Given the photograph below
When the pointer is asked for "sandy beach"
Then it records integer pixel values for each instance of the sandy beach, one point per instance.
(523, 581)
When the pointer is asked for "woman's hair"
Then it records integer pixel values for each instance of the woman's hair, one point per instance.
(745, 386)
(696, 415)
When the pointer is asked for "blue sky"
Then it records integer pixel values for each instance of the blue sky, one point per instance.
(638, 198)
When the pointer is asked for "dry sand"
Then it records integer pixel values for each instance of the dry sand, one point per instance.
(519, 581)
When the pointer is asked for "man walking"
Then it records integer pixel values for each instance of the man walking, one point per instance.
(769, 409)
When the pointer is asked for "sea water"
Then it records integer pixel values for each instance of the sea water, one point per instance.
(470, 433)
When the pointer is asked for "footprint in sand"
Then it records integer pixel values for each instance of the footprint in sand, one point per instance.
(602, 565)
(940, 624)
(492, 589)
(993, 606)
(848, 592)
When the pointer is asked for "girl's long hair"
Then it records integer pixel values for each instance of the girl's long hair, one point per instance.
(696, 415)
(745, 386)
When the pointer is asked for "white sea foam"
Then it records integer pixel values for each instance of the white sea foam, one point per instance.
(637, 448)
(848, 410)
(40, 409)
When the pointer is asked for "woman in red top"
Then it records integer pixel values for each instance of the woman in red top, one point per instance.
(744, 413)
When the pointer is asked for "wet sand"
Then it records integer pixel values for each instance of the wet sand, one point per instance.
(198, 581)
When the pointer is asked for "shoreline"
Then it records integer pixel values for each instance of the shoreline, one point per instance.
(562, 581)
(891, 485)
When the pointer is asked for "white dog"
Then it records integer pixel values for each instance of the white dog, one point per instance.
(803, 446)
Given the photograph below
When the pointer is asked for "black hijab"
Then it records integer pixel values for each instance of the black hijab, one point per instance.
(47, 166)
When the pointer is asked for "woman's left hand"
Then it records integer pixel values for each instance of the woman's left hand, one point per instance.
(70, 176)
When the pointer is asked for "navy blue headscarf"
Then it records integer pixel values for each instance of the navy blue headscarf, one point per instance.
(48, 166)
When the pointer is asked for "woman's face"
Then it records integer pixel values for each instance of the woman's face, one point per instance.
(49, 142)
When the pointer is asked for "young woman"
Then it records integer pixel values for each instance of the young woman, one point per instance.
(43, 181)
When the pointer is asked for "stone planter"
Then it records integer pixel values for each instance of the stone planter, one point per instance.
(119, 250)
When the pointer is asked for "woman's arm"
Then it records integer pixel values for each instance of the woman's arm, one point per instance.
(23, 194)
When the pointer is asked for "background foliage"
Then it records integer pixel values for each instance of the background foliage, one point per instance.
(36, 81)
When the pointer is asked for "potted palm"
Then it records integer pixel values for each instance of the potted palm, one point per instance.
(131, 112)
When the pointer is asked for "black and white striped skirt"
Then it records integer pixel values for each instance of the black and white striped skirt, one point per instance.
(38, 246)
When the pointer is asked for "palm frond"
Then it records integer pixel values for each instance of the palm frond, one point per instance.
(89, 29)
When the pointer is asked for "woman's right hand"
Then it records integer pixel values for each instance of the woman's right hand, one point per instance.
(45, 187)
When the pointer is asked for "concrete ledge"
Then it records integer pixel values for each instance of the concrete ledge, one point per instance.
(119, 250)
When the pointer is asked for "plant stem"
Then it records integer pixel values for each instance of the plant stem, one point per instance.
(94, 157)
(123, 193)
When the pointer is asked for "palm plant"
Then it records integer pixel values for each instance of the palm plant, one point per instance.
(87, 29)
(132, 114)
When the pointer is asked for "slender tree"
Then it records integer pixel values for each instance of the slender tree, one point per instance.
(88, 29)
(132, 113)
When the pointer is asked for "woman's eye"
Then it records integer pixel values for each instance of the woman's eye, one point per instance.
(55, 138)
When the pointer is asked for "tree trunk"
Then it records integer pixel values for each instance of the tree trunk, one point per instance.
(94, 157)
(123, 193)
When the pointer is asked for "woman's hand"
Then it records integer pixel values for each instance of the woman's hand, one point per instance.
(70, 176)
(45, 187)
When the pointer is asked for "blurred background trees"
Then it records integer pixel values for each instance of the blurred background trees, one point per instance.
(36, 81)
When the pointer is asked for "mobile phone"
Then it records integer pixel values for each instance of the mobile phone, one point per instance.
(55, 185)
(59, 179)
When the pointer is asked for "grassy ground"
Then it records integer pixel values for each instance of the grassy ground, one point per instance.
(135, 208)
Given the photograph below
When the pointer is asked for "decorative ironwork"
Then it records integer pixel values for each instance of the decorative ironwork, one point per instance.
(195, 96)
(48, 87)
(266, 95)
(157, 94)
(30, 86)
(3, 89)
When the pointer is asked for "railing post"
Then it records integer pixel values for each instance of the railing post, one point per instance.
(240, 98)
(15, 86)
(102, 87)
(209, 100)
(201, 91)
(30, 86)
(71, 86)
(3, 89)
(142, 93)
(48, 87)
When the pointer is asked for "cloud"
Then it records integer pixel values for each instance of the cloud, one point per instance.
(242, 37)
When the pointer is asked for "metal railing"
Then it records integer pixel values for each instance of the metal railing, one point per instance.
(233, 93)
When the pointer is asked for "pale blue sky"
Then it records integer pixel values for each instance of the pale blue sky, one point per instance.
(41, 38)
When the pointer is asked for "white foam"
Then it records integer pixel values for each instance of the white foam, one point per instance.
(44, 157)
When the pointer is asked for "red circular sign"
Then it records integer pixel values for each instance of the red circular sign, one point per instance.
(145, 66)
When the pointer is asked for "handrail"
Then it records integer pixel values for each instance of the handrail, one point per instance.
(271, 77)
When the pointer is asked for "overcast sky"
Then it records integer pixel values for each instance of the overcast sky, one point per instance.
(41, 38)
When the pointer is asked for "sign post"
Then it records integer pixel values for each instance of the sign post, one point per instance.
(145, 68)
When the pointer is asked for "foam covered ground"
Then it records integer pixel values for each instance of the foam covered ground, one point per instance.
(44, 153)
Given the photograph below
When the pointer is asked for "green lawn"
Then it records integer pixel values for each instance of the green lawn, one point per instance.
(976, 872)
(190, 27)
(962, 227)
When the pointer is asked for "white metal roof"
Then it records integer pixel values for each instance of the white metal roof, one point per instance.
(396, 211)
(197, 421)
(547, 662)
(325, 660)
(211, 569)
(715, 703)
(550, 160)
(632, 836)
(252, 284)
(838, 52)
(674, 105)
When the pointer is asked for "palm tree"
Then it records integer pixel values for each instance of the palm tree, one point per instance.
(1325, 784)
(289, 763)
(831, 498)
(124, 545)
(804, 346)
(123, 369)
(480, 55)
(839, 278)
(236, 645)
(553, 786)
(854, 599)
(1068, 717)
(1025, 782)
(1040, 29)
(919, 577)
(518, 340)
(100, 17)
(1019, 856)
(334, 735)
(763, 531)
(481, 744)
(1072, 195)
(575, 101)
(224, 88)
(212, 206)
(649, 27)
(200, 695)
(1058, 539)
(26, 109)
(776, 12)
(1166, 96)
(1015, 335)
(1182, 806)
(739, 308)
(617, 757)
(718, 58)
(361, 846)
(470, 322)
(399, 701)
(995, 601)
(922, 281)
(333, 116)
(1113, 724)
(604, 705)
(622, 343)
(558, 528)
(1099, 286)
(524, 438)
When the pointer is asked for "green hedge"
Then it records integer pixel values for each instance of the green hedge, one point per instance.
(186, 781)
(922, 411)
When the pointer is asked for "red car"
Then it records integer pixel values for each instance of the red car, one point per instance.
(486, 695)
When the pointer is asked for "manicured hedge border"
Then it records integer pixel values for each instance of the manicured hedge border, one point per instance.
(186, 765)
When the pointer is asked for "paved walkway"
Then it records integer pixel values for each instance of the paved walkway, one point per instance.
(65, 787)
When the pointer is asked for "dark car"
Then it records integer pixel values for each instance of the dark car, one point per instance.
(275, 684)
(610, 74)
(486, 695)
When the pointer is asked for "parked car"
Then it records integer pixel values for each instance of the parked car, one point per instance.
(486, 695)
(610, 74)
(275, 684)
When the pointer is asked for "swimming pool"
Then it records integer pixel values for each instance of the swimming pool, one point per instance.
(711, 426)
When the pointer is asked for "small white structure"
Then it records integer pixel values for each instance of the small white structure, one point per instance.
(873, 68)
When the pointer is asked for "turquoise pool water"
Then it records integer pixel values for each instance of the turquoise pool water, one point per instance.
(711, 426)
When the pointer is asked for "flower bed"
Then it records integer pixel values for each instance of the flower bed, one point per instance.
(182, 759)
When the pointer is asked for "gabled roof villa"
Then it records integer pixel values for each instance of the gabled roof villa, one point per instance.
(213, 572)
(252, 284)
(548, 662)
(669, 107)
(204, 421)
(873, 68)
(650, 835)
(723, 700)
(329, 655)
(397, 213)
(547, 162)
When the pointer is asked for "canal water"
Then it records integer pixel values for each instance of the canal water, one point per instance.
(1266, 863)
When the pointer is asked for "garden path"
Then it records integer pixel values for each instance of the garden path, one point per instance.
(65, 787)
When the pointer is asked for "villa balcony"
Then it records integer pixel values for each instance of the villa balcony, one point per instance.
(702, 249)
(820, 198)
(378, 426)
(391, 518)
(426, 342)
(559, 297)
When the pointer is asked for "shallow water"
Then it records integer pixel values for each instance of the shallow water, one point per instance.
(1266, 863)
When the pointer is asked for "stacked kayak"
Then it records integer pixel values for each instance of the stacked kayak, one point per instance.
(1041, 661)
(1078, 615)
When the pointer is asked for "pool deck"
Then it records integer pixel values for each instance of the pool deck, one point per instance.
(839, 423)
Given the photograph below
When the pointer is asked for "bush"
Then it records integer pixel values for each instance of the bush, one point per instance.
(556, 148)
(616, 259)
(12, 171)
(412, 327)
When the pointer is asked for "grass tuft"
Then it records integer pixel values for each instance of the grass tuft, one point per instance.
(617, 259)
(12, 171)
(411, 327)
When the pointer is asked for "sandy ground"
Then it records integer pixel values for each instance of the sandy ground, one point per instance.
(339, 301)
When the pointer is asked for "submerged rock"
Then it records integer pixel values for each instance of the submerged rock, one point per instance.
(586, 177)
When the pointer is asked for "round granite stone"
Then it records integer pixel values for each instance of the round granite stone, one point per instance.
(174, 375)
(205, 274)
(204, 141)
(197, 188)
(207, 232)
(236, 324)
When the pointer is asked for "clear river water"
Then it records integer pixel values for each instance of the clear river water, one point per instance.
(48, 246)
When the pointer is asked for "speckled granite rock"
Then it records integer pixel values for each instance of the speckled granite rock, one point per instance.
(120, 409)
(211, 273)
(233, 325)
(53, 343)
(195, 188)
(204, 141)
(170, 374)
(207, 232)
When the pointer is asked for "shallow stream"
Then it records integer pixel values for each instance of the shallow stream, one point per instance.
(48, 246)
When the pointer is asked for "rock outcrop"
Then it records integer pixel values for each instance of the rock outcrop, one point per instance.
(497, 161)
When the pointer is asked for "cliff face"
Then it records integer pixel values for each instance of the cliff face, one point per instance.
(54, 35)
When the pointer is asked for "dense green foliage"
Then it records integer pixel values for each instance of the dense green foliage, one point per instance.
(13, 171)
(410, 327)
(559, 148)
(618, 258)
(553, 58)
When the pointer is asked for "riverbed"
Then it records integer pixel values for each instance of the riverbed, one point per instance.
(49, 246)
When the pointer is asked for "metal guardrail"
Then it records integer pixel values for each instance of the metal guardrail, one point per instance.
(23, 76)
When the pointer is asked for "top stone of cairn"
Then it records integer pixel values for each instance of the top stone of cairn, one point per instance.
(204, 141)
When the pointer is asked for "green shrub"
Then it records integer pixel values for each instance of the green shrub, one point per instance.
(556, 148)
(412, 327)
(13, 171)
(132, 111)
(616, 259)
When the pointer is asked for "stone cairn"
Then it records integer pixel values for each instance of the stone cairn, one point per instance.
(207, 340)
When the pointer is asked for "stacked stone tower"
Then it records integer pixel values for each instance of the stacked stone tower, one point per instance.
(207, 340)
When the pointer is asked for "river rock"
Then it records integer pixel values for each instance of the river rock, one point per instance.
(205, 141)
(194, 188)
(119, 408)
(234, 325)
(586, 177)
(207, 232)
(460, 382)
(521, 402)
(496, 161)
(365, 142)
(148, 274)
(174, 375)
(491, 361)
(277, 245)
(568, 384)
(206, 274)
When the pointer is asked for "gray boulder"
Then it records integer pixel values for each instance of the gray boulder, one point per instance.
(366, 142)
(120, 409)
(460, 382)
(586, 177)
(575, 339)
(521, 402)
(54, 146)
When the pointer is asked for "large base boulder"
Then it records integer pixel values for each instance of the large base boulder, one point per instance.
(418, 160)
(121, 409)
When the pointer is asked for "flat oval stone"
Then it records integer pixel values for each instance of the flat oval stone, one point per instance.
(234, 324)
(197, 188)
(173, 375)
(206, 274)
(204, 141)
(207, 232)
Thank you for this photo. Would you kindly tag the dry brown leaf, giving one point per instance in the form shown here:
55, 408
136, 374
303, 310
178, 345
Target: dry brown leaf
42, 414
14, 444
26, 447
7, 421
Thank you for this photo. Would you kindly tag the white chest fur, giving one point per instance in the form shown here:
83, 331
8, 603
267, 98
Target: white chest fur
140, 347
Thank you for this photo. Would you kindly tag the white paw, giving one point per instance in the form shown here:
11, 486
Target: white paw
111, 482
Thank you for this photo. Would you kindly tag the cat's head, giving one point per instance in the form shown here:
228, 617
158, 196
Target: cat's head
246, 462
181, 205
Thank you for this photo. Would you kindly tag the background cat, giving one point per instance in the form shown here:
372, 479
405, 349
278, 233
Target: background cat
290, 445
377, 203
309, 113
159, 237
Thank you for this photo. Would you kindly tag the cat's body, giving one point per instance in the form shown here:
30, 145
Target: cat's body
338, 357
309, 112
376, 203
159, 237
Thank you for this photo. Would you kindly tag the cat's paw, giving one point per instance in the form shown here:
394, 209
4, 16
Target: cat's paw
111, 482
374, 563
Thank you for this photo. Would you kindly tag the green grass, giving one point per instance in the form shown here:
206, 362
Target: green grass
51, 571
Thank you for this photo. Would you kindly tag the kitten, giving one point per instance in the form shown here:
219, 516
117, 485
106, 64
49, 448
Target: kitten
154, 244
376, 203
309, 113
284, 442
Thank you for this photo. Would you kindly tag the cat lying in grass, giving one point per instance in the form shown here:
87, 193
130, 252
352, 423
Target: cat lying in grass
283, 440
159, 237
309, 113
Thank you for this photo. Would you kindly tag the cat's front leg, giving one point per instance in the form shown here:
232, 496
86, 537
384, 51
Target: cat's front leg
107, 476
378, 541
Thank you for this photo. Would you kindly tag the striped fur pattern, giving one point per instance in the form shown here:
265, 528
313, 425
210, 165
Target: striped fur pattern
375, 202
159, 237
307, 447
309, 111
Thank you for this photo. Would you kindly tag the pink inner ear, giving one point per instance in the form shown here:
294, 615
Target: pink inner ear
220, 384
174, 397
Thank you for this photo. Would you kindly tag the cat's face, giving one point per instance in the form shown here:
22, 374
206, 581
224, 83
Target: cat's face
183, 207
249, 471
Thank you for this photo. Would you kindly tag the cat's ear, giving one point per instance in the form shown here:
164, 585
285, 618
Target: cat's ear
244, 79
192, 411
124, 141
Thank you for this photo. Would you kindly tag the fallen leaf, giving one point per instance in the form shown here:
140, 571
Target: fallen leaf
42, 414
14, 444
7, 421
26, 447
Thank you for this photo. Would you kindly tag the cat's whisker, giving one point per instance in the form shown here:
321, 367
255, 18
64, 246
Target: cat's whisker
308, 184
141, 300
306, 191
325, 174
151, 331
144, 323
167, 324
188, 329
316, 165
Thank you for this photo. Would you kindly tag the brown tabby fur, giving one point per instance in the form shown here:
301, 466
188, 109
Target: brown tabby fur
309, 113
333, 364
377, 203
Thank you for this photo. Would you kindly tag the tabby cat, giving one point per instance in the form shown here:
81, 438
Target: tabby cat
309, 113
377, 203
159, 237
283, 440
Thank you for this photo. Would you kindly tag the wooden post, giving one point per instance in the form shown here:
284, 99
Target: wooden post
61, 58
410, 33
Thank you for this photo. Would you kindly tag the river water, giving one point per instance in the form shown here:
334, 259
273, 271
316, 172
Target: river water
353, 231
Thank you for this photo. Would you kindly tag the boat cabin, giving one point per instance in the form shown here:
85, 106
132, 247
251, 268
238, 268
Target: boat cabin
★ ★ ★ ★ ★ ★ ★
§ TASK OBJECTIVE
Set down, word for word, every line from the line that holds "Thank you for this photo. Would you kindly tag the tabby" to the end of the entries above, including both ends.

§ ANSWER TO THE PROBLEM
Thank you for this photo. Would you kindly tag the tabby cat, giving one point per instance in the form shown here:
81, 438
Target: tabby cat
309, 113
377, 203
159, 237
283, 440
Thank you for this photo. Would you kindly tag the wooden post, giving one point per instance in the form shown here:
284, 99
Target: wooden post
61, 58
410, 33
Thank you for this photo. Would you kindly tag the river water, giving one point per instance in the form shown here:
334, 259
273, 271
316, 172
Target: river water
353, 231
Thank you for this photo. Would you kindly tag the boat cabin, giving one point per instance in the form shown here:
85, 106
132, 247
251, 268
238, 268
Target: boat cabin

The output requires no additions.